_TASK_: Rewrite the entries as a numbered list with blank lines left out, starting at the line that contains "the car roof" and ending at the last line of the entries.

_TASK MATERIAL_:

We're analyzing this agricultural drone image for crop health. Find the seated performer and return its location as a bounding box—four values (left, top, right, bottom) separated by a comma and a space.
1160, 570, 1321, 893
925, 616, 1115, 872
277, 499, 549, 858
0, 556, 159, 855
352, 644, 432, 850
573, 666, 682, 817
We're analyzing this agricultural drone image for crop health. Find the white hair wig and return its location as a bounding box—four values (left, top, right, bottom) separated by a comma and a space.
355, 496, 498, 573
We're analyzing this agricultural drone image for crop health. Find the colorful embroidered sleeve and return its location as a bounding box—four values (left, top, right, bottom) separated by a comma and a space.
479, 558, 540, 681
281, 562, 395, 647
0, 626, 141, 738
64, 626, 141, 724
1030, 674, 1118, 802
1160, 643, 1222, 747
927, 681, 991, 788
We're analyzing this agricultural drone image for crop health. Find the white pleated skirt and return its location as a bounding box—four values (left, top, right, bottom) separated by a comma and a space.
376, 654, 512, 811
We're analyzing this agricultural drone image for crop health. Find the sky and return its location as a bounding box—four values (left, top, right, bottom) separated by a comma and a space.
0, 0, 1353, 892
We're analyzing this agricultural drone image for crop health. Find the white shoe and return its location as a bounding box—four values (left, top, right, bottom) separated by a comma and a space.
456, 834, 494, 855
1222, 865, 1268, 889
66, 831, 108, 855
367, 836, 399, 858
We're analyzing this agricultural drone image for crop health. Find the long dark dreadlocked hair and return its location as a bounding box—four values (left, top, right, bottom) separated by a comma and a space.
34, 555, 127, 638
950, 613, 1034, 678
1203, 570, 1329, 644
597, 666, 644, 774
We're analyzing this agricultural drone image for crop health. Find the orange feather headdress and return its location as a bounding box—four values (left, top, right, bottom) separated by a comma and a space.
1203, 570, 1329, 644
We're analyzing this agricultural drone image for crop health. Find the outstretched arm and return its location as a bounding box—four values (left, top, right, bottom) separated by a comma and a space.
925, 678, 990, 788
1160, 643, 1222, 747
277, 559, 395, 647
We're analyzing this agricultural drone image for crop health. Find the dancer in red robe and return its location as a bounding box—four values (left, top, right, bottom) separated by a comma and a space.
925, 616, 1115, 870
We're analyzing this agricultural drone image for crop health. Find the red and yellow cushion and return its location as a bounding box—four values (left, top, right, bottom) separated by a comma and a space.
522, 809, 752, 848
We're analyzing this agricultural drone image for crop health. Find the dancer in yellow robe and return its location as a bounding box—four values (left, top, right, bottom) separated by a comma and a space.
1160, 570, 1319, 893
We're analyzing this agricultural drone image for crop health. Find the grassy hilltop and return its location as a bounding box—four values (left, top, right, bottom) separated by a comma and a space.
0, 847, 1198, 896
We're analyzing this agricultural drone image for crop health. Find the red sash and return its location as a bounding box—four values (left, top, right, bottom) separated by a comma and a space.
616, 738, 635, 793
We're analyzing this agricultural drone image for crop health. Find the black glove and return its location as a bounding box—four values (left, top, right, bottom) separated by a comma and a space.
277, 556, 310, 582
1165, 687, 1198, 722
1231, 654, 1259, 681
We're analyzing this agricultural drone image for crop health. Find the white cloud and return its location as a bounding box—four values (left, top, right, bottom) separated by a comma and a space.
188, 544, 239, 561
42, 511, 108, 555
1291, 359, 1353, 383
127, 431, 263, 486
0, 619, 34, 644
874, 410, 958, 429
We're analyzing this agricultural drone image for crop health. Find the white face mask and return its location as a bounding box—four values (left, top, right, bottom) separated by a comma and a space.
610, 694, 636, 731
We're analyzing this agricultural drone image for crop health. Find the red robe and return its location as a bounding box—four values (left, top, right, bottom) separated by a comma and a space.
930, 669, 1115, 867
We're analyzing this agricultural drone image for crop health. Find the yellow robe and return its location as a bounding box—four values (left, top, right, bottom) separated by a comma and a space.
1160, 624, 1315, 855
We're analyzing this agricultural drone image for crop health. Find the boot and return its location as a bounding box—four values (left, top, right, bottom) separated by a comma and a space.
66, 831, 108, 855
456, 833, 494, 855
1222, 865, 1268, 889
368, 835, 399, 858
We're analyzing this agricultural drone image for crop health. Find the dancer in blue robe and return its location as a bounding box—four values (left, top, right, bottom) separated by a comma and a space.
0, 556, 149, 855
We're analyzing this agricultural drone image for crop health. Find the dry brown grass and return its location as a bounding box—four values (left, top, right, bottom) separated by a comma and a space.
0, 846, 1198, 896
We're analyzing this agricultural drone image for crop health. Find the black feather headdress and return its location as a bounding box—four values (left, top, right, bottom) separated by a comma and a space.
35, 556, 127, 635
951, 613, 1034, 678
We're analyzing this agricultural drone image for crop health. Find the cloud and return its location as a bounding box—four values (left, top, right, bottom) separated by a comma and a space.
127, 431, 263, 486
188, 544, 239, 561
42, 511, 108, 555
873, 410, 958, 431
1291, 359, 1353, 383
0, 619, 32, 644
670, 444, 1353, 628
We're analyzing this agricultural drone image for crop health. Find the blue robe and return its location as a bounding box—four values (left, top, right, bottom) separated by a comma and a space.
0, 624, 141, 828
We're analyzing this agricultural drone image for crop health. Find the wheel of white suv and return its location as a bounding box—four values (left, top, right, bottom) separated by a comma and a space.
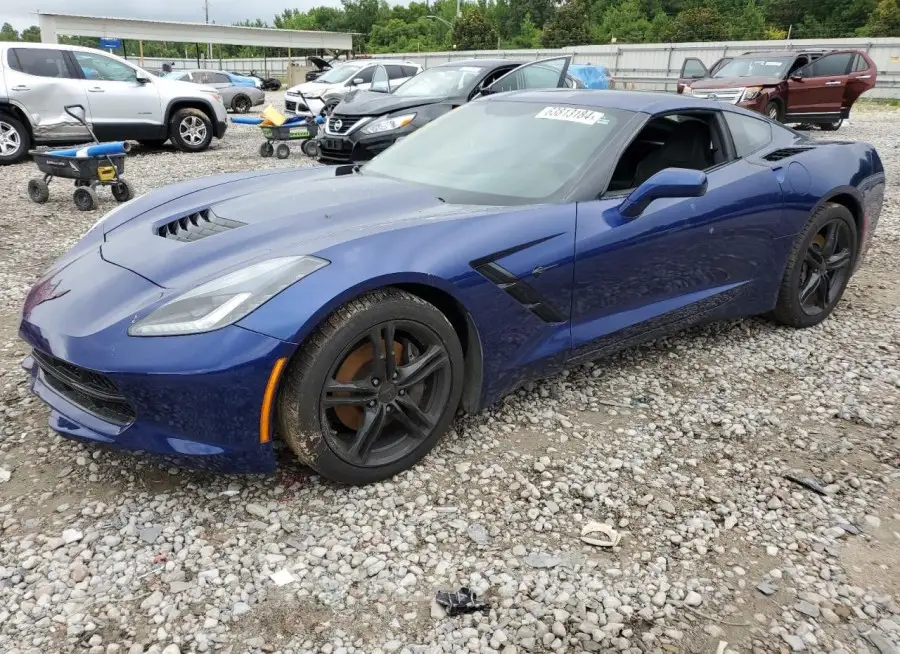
0, 113, 31, 165
169, 107, 213, 152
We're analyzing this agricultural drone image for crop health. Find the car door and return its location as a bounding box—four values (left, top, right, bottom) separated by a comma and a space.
572, 111, 786, 361
70, 51, 163, 139
786, 52, 856, 121
5, 48, 90, 141
488, 55, 572, 93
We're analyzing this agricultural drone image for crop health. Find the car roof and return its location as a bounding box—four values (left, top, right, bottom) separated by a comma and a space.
485, 89, 743, 114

_EXERCISE ANSWER_:
1. We're analyzing this agricultural drone image for crop health. Find the car roof and return its location as a bounding box—four values (left, top, right, bottom) separated by a comma and a space.
2. 485, 89, 743, 114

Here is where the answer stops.